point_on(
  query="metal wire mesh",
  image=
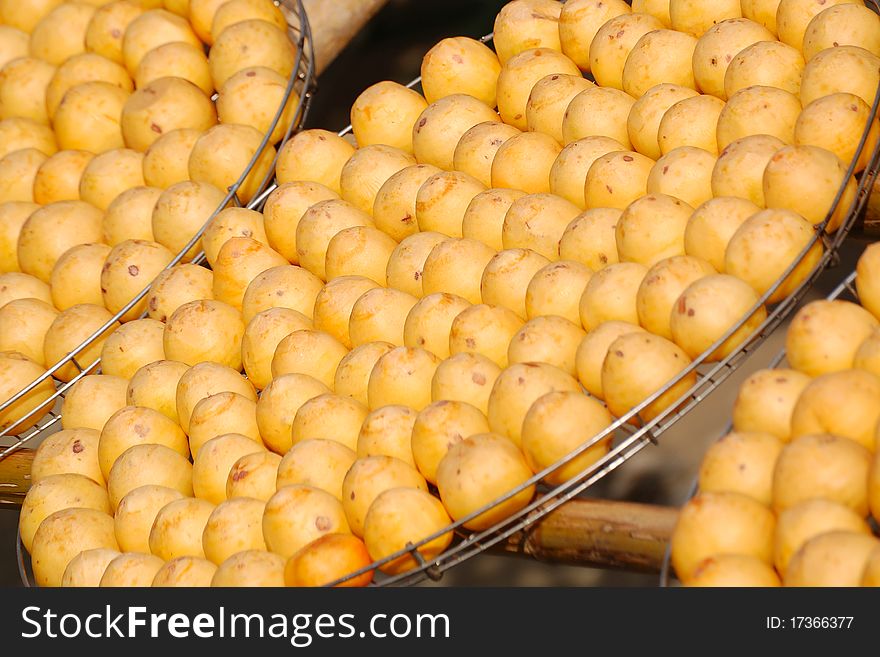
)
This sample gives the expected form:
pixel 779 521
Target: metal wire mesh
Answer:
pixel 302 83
---
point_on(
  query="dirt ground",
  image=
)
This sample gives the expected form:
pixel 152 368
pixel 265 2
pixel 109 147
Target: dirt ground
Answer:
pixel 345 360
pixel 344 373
* * *
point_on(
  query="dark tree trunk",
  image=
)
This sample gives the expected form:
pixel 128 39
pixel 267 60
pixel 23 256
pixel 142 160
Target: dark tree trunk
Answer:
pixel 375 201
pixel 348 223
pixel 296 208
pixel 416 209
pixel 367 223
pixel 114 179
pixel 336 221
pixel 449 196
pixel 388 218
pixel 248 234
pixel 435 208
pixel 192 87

WHAT IS REQUIRED
Copy out every line from the entries above that contains the word "wire".

SOLUTION TO THE PROBLEM
  query="metal wire mesh",
Target: metal wire mesh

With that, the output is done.